> _SELECTION_
Nextcloud is a great product, and the company’s philosophy is exemplary as well. However, as a long-time user, it pains me to see how new features are constantly introduced while the foundation upon which everything is built is entirely overlooked, and deficiencies are left unaddressed.
So, what do I mean by this?
At its core, Nextcloud is a tool for storing files and exchanging them. And here is where, from my perspective, the foundation is “broken by design.”
The focus is on the user, rather than the data that needs to be shared and stored! This becomes very apparent through two problems, both of which stem from the architecture and usage of the database. A detailed description of the problem can be found here: GitHub Issue Link
Brief Description of Problem 1:
Users and groups from the Active Directory.
Integration of shares from the Windows file server with the option to store logins in the database. This essentially turns Nextcloud into a web frontend for the MS file server. Permissions for actions on files are determined by ACL on the file server, which is not an issue, as external shares in Nextcloud can be mounted as read-only or writable.
However, problems arise when the Nextcloud client is used to sync files to a client. If User A modifies a file and User B is allowed to access the same file, User B will not receive the changes made by User A.
Brief Description of Problem 2 (actually two problems):
Here again, the data is stored on an external storage, and users are coming from the Active Directory.
There are 53 users in Nextcloud, of which 24 are from the AD, and the rest are local Nextcloud users. The problem is that the Nextcloud database is HUGE! It’s a whopping 28.2 GB according to the web interface. The externally mounted share encompasses over 3TB of data, with more than 3,000,000 files and 300,000 directories. Another problem arises when individual directories are shared from AD users to Nextcloud-local users to exchange data. While this works, the displayed data isn’t truly up-to-date.

> _SHORT TASK A_
Answer these questions from the Nextcloud post:
(i) What decides the permissions for actions on files in the Windows file server setup?
(ii) How many of the 53 Nextcloud users come from the AD?
(iii) How large is the Nextcloud database according to the web interface?
> _SHORT TASK B_
Carry the Nextcloud post forward from its final sentence, keeping its voice and subject.
The data that comes next has no connection to the Nextcloud post.

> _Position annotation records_
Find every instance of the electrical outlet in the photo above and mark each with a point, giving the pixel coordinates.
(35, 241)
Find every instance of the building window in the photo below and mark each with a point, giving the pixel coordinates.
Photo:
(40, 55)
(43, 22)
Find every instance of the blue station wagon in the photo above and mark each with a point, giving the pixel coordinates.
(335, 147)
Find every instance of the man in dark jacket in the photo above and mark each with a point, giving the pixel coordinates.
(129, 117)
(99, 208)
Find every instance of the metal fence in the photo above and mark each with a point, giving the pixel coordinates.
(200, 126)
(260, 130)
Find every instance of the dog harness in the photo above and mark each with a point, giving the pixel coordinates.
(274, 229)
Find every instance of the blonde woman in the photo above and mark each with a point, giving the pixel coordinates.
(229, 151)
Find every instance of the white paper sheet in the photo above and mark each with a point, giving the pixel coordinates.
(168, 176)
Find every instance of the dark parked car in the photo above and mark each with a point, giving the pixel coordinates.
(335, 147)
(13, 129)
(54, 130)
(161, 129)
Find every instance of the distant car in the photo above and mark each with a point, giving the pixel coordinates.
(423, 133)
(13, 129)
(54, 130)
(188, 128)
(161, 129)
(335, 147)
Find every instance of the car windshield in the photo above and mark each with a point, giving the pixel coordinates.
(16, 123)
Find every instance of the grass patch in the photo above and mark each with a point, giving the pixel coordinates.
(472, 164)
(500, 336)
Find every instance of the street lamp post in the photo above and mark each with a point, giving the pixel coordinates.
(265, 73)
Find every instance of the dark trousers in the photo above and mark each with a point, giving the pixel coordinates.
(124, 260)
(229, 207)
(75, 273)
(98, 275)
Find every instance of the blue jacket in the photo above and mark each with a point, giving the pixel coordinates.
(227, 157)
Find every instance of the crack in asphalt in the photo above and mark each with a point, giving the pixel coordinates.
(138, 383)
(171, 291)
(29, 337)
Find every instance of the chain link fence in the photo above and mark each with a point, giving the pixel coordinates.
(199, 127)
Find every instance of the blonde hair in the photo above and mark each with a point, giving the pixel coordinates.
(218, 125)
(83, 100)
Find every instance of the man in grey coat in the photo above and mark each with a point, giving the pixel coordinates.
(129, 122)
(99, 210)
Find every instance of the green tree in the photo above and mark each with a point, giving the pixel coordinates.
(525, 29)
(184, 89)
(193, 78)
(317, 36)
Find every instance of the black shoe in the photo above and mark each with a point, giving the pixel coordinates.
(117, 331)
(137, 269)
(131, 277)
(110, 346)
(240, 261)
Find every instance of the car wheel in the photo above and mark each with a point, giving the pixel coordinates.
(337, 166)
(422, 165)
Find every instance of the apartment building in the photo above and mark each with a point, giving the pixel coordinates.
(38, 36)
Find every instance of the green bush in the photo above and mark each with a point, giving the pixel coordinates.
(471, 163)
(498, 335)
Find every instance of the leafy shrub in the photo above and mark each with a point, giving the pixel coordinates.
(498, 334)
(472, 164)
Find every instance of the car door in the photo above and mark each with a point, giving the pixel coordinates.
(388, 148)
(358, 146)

> _RESPONSE A_
(i) ACL on the file server
(ii) 24
(iii) 28.2 GB

> _RESPONSE B_
Normally, accessing data through a web browser would update as changes occur on the external storage, even if those changes weren’t made through Nextcloud itself. This is because the browser triggers a refresh of the directory, detecting new and modified data. However, in this case, the refresh isn’t effective, taking too long or not being limited to the directory being viewed.
So, why is the database so massive?
Unfortunately, a separate file index in the oc_filecache is created for each user! An entry is generated for each of the 3,000,000 files for every user. For 24 AD users, that’s 72,000,000 (seventy-two million entries) in the oc_filecache. Each new user adds another 3,000,000 rows.
This is highly inefficient and problematic. Nextcloud should behave more like a file system at this point, requiring just one entry per file.
The problem lies in how paths are constructed in Nextcloud: “user/files/share.”
Whether it’s external or internal storage, the structure and fundamental problem are the same. Running “files:scan –path=“user/files/share/” user” takes three hours to complete. This seems to be the reason the browser display isn’t current. The browser-initiated refresh doesn’t seem to be restricted to the current directory or limited to just F5; it starts at the share level and never reaches the correct directory.
For an updated display, it would be helpful if there were a continuous refresh parallel to the scan, specifically for the directory being viewed, thus enabling faster access to new data.
Optimization could be achieved by implementing a Windows service for the file server that scans the MFT and relays changes to Nextcloud. This way, it would only need to compare which data is more current, that from the service or what Nextcloud already has.
The oc_filecache is also the issue for Problem 1. There are no columns indicating who changed what and when, nor is there information about who has access to the file. If Nextcloud behaved more like a file system, these problems wouldn’t exist. The oc_filecache should include details about when a file was changed by whom, and whether a push signal to reload the file is necessary for all clients. One entry per file should be sufficient. The oc_filecache should only indicate which groups are allowed to read/write/delete/share.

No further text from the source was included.